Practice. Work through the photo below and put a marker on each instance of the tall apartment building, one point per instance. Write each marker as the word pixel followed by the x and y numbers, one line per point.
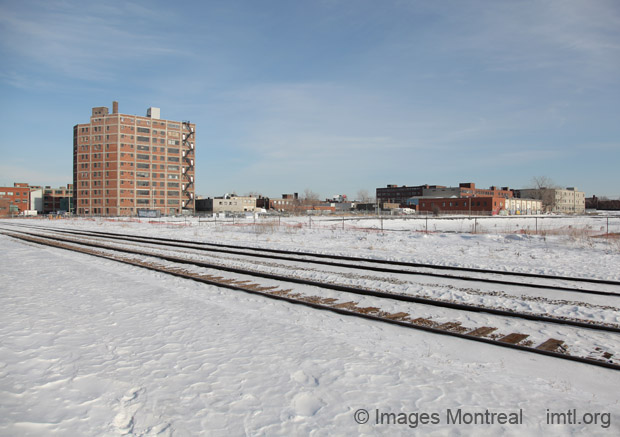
pixel 123 163
pixel 16 197
pixel 557 200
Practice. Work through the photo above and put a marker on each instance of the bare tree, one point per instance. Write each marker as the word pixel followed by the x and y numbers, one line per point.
pixel 310 197
pixel 544 189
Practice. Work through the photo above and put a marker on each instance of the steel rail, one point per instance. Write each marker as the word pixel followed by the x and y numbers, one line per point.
pixel 344 288
pixel 192 245
pixel 341 311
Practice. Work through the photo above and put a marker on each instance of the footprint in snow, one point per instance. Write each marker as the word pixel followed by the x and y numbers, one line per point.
pixel 129 405
pixel 306 404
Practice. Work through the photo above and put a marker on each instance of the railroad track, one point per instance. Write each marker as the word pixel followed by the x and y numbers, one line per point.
pixel 598 355
pixel 568 284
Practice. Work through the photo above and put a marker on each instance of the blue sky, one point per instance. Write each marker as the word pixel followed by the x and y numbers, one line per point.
pixel 334 96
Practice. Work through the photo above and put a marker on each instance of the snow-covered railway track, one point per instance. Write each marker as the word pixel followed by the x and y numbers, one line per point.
pixel 601 287
pixel 596 352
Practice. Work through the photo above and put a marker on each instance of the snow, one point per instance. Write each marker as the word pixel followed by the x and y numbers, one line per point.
pixel 91 347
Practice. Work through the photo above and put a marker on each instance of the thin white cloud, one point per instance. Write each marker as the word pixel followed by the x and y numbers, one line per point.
pixel 85 40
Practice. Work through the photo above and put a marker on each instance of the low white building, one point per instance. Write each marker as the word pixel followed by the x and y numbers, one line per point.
pixel 517 206
pixel 228 203
pixel 559 200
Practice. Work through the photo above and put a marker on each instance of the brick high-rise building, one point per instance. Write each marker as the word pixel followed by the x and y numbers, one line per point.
pixel 123 163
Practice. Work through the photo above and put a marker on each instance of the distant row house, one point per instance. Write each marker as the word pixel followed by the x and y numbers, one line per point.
pixel 467 199
pixel 22 199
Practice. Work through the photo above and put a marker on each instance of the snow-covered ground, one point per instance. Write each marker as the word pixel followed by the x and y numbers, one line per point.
pixel 91 347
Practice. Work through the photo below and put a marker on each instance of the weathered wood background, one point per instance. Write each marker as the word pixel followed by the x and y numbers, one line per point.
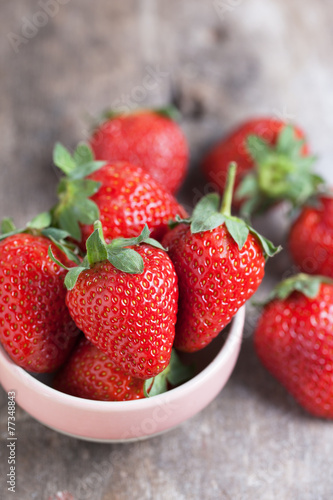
pixel 221 61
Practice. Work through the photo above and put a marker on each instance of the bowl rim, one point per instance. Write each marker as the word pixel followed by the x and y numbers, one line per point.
pixel 23 377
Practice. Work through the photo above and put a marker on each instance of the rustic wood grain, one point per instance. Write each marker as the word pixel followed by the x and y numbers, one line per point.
pixel 221 62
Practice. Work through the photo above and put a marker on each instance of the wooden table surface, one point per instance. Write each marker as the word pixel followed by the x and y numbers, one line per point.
pixel 221 61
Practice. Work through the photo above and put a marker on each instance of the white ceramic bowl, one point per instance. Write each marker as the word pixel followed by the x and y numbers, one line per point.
pixel 130 420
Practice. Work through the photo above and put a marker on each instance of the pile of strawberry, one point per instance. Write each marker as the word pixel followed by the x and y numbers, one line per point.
pixel 294 335
pixel 107 286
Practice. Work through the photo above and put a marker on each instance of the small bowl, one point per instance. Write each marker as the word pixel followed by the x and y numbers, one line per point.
pixel 107 421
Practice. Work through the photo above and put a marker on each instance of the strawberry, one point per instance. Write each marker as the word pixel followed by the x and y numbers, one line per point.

============================================================

A word-for-word copy of the listing is needed. It must not include the pictures.

Practice. Work through the photo below and put a marker on each instance of the tall apartment building, one point per instance. Write each marker as the word pixel followed by the x and y numbers, one line per point.
pixel 123 163
pixel 16 197
pixel 557 200
Practice. Work through the photo above and put a marker on each instance of the bare tree, one point per instance. Write each marker as the word pixel followed by the x and y numbers, one line per point.
pixel 310 197
pixel 544 189
Practice. Work through the photo above and put a marker on each instance of the steel rail, one point per instance. Write each marker as the word pixel followed by the x and y numbers, one line per point.
pixel 344 288
pixel 192 245
pixel 341 311
Practice. Work through the photo above and put a marker on each instance of the footprint in snow, one point per instance. Write each marker as the word pixel followed by the x and y numbers, one line per point.
pixel 129 405
pixel 306 404
Practice. Work through the photo above and put a marker on each instance of the railroad track, one point per instance. Write each marker as the word pixel followed by the x and y numbers, one line per point.
pixel 598 355
pixel 568 284
Practice. Work through the photo above and put a marker on each instance of the blue sky, one point per instance. Write each marker as the word pixel followed by the x and y numbers, one line per point.
pixel 334 96
Practice. Work through the photo above and put a marker on each instance of the snow-covered railway track, one point per instance. Write each marker as the word pixel followed by the x and y numbers, one line per point.
pixel 601 287
pixel 596 352
Practice. Work through the photo above and put a marker on each instance of the snow, one point per instance. Write each marker as the word pixel followed by the x and y numbers, one line per point.
pixel 91 347
Practice. Work through the photo above and put a marker on each instance of the thin white cloud, one point per instance. Write each marker as the word pixel followed by the x and y numbers, one line per point.
pixel 85 40
Practice. Work through the photo above and put a marker on each instance of the low white building, one point per instance. Write each marker as the word pixel followed by the x and y numbers, one line per point.
pixel 517 206
pixel 228 203
pixel 559 200
Practice. Work through the photo above and put a marker on each instance of the brick high-rise building, one point per instance. Write each marker as the word pixel followed by the x and y numbers, one line per point.
pixel 123 163
Practice. Work through the photo above and put a marker on each instance of the distant row house, one point per instance. Write each marker as the word pixel followed by the x and y numbers, one line per point.
pixel 467 199
pixel 22 199
Practice. Work through the photo above and put a marker on each instance of the snow-covered ground, one point per instance. Write each marker as the word pixel followed by the x and y numbers, one line per point.
pixel 91 347
Practice. Work through the photo below and put a marker on each instance of the weathered wood background, one point per instance. Write each marker as the word pixel followed by the x and y numbers, one line per point.
pixel 221 61
Practice. Work through the photo above and put a marker on each instance of the bowl rim, one point per instance. Write each marker as the word pixel followed by the x and y numbers, one line per point.
pixel 23 377
Practice. Work through the photo above and put a marker on each instance of the rustic wood grain, one point per instance. Write each marker as the word pixel followed by the x and y numbers, one line per point.
pixel 221 62
Practice. Work through the photo above and put a marker on each instance of the wooden table surface, one point per instance. Write each marker as the word pixel followed by the x and y numbers, one line per point.
pixel 221 61
Practice. Work through the photo above and put a marker on each instance of the white ceramic bowl, one point per instance. Write each marker as the word pixel followed by the x and y numbers, one line per point.
pixel 130 420
Practice. Work through the photo above and put a marker on each instance of the pile of strawberry, one point per instance. Write each marker as the word pixel followed by the x and y numbers, one line per point.
pixel 294 335
pixel 107 286
Practice. Work through the photo above and put a marker on each instance of the small bowl, one point per instance. Write each marker as the word pixel followed by the x and y numbers, one line per point.
pixel 107 421
Practice. Work through the photo above and put a marker on each instance of the strawberry, one point per instance. Write each marker as the word pixel followed by the x and y numbers, one line per point.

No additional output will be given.